- [Document segment]:
◆ ◆ ◆ ◆ ◆

Department of the Treasury

 

Internal REvenue Service

 

Office of Chief Counsel

 

 

Notice

 

 

May 8, 2003

 

 

Subject:

 

Following Published Guidance in Advice and Litigation

 

 

Cancellation Date:

 

Upon Incorporation Into the CCDM

 

 

Purpose

 

 

[1] This notice clarifies and supersedes the Chief Counsel Notice (CC-2002-043) dated October 17, 2002, regarding the requirement that Chief Counsel attorneys follow legal positions established by published guidance in papers filed in the Tax Court or in defense or suit letters sent to the Department of Justice. This notice also continues the requirement established in the previous notice that all briefs, trial memoranda and motions to be filed in the Tax Court or letters to the Department of Justice that seek to distinguish a position set forth in published guidance shall be subject to national office review prior to filing in the Tax Court or transmission to the Department of Justice.

Discussion

Overview

[2] This topic was recently discussed as part of the mandatory Ethics IVT broadcast nationwide on May 5, 2003. In that IVT, we went over what should now be familiar principles that were derived from the Chief Counsel's Roles memo issued on August 26, 2002. In short, those principles are as follows. Published guidance comes within the province of the Associate Chief Counsel offices. In contrast, litigation primarily falls under the jurisdiction of the Division Counsel. Tax policy should not be made through litigation. Therefore, our litigating positions should be derived from, and consistent with, the Internal Revenue Code and our published guidance. Any disagreement between a Division Counsel office and an Associate Chief Counsel office concerning the legal positions to be pursued in litigation or other resolution of a case, and whether a position proposed to be taken in a particular case conflicts with published guidance, should be resolved through the existing reconciliation procedures.

Specific rules

[3] The specific rules regarding the requirement to follow published guidance are as follows:

(1) Chief Counsel attorneys may not argue contrary to final guidance

[4] Final guidance consists of final regulations, temporary regulations, revenue rulings, revenue procedures, IRB notices, and announcements. PLRs, TAMs or CCA do not constitute final guidance. Those documents are case specific and are not prepared with the intention of having other taxpayers rely upon them. They are, however, guidance with respect to the taxpayer whose transaction or case was the subject of the ruling or advice. Good judgment dictates, however, that Chief Counsel attorneys should coordinate with the Associate Chief Counsel office with subject matter jurisdiction over the issue if a Chief Counsel attorney proposes to take a position that conflicts with any PLR, TAM or CCA addressing the issue. This potential conflict may suggest an internal disagreement between the Associate Chief Counsel office and Division Counsel office, or between two Associate Chief Counsel offices, that requires reconciliation.

◆ ◆ ◆ ◆ ◆

- [Data lines]:
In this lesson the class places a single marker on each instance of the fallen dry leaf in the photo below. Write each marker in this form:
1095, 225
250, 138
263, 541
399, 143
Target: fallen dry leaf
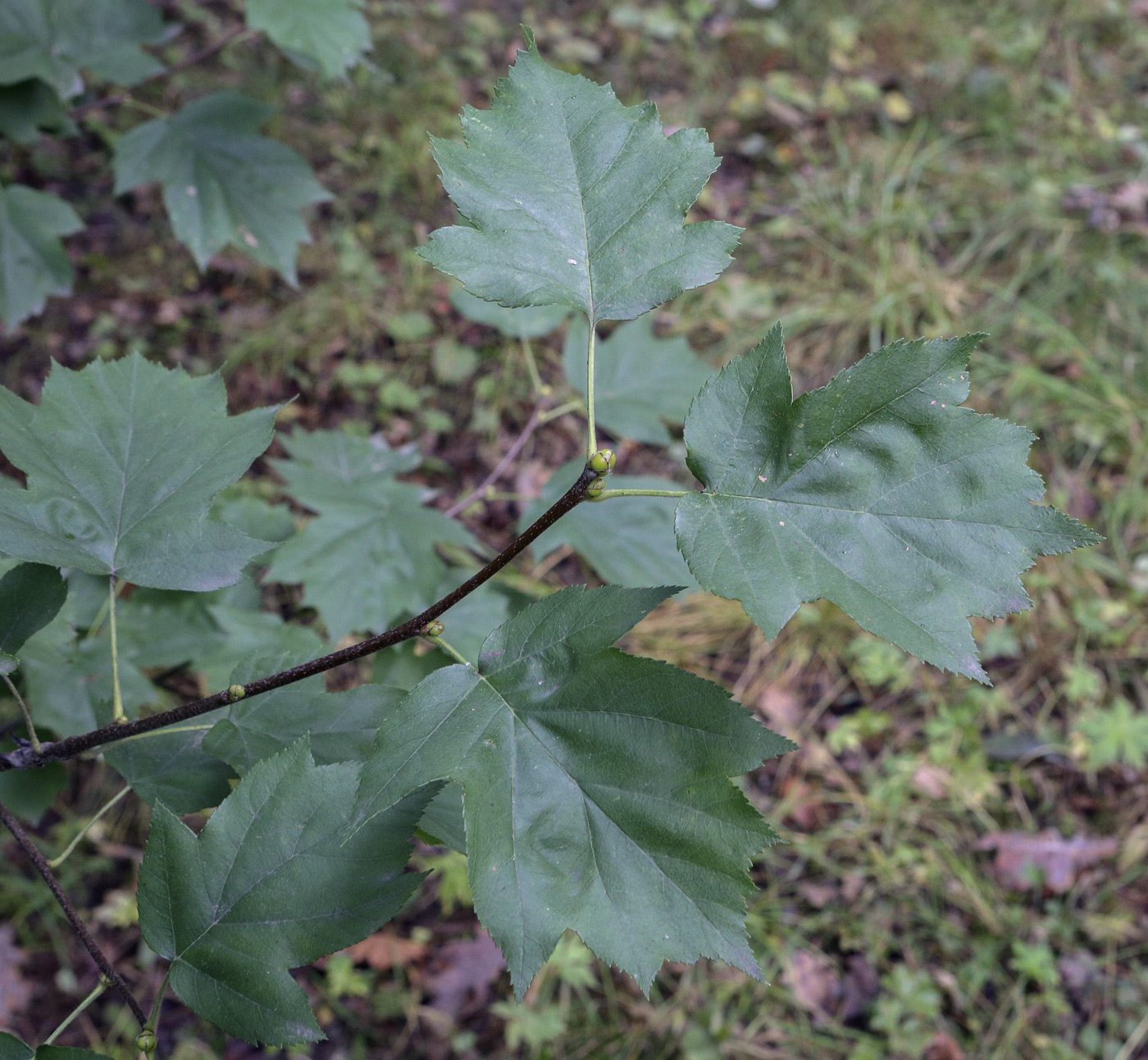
386, 950
1058, 859
944, 1048
15, 991
468, 968
814, 981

◆ ◆ ◆ ◆ ◆

- [Set task 1]: Copy word for word the part of the Chief Counsel notice from "Upon Incorporation Into" up to and including "transmission to the Department of Justice.".
- [Set task 2]: Rewrite all the rows that follow the Chief Counsel notice, putting "dead leaf on the ground" wherever "fallen dry leaf" appears and keeping everything else the same. Leave the pictures out.

- [Correct response 1]:
Upon Incorporation Into the CCDM

 

 

Purpose

 

 

[1] This notice clarifies and supersedes the Chief Counsel Notice (CC-2002-043) dated October 17, 2002, regarding the requirement that Chief Counsel attorneys follow legal positions established by published guidance in papers filed in the Tax Court or in defense or suit letters sent to the Department of Justice. This notice also continues the requirement established in the previous notice that all briefs, trial memoranda and motions to be filed in the Tax Court or letters to the Department of Justice that seek to distinguish a position set forth in published guidance shall be subject to national office review prior to filing in the Tax Court or transmission to the Department of Justice.

- [Correct response 2]:
In this lesson the class places a single marker on each instance of the dead leaf on the ground in the photo below. Write each marker in this form:
1095, 225
250, 138
263, 541
399, 143
Target: dead leaf on the ground
386, 950
1058, 859
944, 1048
15, 991
468, 968
814, 981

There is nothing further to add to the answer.